## GIVEN RECORDS
______

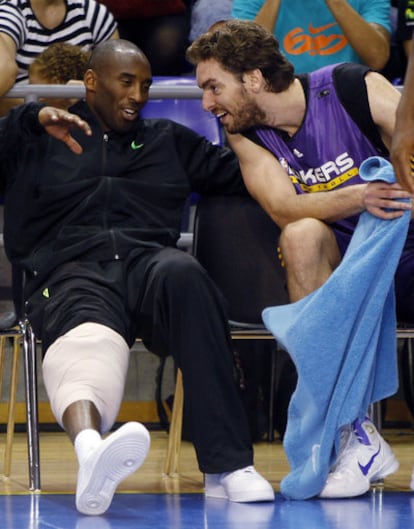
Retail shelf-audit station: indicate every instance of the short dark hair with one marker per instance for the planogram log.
(104, 52)
(241, 46)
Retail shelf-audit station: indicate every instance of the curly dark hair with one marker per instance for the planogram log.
(240, 46)
(61, 62)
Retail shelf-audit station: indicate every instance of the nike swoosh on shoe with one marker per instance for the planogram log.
(366, 468)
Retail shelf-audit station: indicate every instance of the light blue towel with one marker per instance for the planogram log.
(342, 338)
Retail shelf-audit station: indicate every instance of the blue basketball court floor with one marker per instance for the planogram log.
(375, 510)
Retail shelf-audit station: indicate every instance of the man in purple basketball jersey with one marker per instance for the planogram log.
(300, 141)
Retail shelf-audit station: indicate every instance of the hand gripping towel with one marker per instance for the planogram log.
(342, 339)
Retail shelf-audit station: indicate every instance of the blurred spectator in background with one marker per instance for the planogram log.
(205, 13)
(60, 63)
(405, 23)
(28, 28)
(159, 27)
(327, 32)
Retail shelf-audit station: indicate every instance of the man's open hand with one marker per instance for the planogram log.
(58, 123)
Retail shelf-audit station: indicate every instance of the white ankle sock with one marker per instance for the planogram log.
(85, 442)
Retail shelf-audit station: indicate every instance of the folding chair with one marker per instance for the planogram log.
(18, 329)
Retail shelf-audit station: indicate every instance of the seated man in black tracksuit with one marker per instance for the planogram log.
(94, 228)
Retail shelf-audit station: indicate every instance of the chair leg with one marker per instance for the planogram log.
(174, 437)
(30, 371)
(273, 359)
(407, 372)
(12, 407)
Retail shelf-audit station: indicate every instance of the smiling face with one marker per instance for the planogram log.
(228, 98)
(118, 89)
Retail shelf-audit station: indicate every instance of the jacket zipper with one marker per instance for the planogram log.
(108, 196)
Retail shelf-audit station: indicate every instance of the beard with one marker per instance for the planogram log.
(246, 114)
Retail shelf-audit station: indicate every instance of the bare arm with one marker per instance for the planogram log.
(370, 41)
(383, 100)
(268, 182)
(267, 16)
(8, 66)
(402, 148)
(58, 123)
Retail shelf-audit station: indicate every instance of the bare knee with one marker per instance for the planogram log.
(310, 253)
(303, 241)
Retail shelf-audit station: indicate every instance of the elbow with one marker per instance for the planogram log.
(379, 60)
(9, 72)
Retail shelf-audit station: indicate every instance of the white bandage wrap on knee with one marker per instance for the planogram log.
(89, 362)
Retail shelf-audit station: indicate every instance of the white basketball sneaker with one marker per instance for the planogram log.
(243, 485)
(115, 458)
(364, 457)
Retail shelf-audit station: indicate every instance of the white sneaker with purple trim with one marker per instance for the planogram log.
(364, 457)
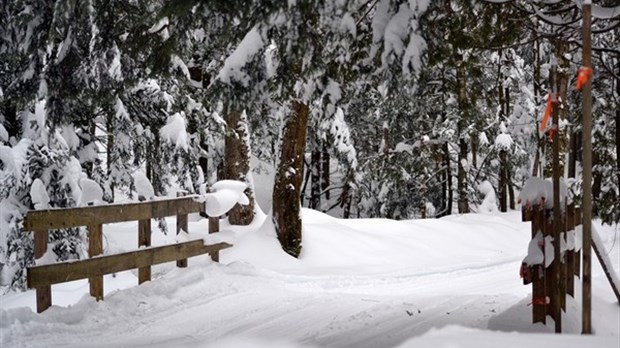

______

## TASK DETAILS
Pick out each line in the entries above that contains the string "bare", treating uppercase and lowercase letters as different.

## WRITTEN RESPONSE
Retail shelf-audit station: indicate every instance of the bare arm with one marker per instance for the planogram log.
Retail shelf-audit station: indicate every instance of the bare knee with one marker per instance for the planogram log.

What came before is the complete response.